Excerpts of location labeling data

:::::

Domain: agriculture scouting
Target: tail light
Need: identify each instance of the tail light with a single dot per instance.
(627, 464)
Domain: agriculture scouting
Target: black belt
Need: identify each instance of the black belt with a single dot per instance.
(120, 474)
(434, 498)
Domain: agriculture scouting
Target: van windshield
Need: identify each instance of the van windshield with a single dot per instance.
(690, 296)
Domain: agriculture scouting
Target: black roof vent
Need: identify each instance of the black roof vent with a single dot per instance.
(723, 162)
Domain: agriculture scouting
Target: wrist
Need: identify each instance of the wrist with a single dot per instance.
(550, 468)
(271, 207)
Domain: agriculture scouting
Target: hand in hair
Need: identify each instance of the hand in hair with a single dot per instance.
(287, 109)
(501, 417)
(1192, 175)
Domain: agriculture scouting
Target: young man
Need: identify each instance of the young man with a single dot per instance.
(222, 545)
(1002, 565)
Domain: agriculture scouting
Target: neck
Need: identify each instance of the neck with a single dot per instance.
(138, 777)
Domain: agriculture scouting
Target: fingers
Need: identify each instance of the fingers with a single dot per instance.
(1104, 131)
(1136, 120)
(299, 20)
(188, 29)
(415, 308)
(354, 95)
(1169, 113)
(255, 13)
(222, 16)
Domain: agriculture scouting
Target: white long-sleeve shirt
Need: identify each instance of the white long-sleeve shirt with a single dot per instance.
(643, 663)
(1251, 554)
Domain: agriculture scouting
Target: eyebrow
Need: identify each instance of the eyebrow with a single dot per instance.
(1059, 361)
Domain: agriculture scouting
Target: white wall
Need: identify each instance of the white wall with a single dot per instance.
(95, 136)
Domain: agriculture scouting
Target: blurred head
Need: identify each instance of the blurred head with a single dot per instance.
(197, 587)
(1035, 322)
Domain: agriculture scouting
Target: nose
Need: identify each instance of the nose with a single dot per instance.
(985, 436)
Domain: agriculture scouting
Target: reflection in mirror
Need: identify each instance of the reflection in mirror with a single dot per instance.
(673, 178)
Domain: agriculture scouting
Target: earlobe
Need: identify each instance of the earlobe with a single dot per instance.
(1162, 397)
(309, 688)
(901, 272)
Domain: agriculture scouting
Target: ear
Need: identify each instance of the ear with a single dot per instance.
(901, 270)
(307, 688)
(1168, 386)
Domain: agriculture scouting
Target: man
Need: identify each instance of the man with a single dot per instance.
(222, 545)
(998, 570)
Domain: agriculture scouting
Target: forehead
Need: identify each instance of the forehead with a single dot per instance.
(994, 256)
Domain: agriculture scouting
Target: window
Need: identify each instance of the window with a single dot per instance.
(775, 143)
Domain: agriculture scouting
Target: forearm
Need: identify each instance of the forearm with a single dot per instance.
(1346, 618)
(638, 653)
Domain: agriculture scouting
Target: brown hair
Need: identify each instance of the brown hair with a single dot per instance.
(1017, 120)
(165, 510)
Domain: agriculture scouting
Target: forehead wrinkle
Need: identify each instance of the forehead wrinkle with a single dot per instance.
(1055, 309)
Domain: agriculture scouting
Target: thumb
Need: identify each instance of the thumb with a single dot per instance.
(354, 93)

:::::

__Problem statement__. Print out every entry, keeping each one exact.

__Final result__.
Domain: agriculture scouting
Target: tail light
Need: identify each instance of the tail light with a single dot per instance.
(627, 464)
Domain: agriculture scouting
Target: black belt
Need: identify each instance of the black belt with a single dot per instance.
(120, 474)
(434, 498)
Domain: agriculture scouting
Target: van windshield
Need: identify each instance of the van windshield with a single dot per instance.
(690, 296)
Domain: agriculture scouting
Target: black roof vent
Need: identify each instance of the black roof vent with a single dot per instance.
(723, 162)
Domain: agriculture scouting
Target: wrist
Need: identify each instance of the wrist with a single dot per instance.
(550, 468)
(271, 207)
Domain: agriculture scouting
Target: hand in hair
Need: identify each instance of the hand in hair with a single dot per instance.
(287, 109)
(501, 417)
(1192, 175)
Domain: agriculture scouting
Target: young man
Need: identify each instance of the young man with a single dot per instance.
(222, 545)
(1002, 565)
Domain: agriculture scouting
Target: neck
Need: identify each instance of the neck with a single dot per instance.
(138, 777)
Domain: agriculture scouting
Target: fingers
Need: identify each instance of the fingers with a single dot per instance.
(1104, 131)
(1136, 120)
(299, 20)
(188, 29)
(415, 308)
(354, 95)
(1169, 113)
(255, 13)
(222, 16)
Domain: agriculture scouting
Target: white long-sleeve shirt
Need: identify each instance of the white long-sleeve shirt with a single dot per instance.
(643, 663)
(1251, 554)
Domain: agriculture scouting
Target: eyebrow
Need: identify each instance of the eyebrow with a single dot per instance.
(1059, 361)
Domain: agriculture scouting
Target: white wall
Need: identify each instance of the white wall with a single dot per instance.
(95, 136)
Domain: agriculture scouting
Target: blurred head
Need: identify each instance of the blurred head with a single dot per instance.
(197, 587)
(1035, 322)
Domain: agriculture scouting
Target: nose
Need: identify each instance of the nose with a single dot per instance.
(985, 436)
Domain: agriculture scouting
Target: reflection in mirror
Need: identify each instance of the reflection in mirror with a single dot per instance.
(673, 178)
Domain: agriculture scouting
Target: earlobe
Need: identify each instance of the earlobe with a single dot per instance.
(1162, 397)
(309, 688)
(901, 272)
Domain: agriculture scouting
Target: ear
Need: identify each instance of the ear with a single dot per instance.
(901, 270)
(307, 688)
(1168, 386)
Domain: agriculture scouting
Target: man
Need: identify each instance of the man with a single dot per instance.
(222, 545)
(998, 570)
Domain: agriculture scouting
Target: forehead
Need: identify each instance of the forehead with a single dot per instance.
(994, 256)
Domain: agriculture scouting
Target: window
Need: identify each instance of the window with a single dot per instance.
(775, 143)
Domain: agriculture scouting
Target: forearm
Need: identify each instance of the forearm with a single dot per instance.
(1346, 618)
(638, 653)
Domain: agriculture scouting
Target: brown hair
Need: identify each instance of the brown hair with a single dot per instance.
(1017, 120)
(165, 510)
Domain: agriculture scouting
Target: forehead wrinkle
Need: identify each instance of the forehead wrinkle with a single dot per instance.
(1055, 309)
Domain: agriculture scouting
Target: thumb
Need: identify each instance of the thumb with a single dot per instance.
(354, 93)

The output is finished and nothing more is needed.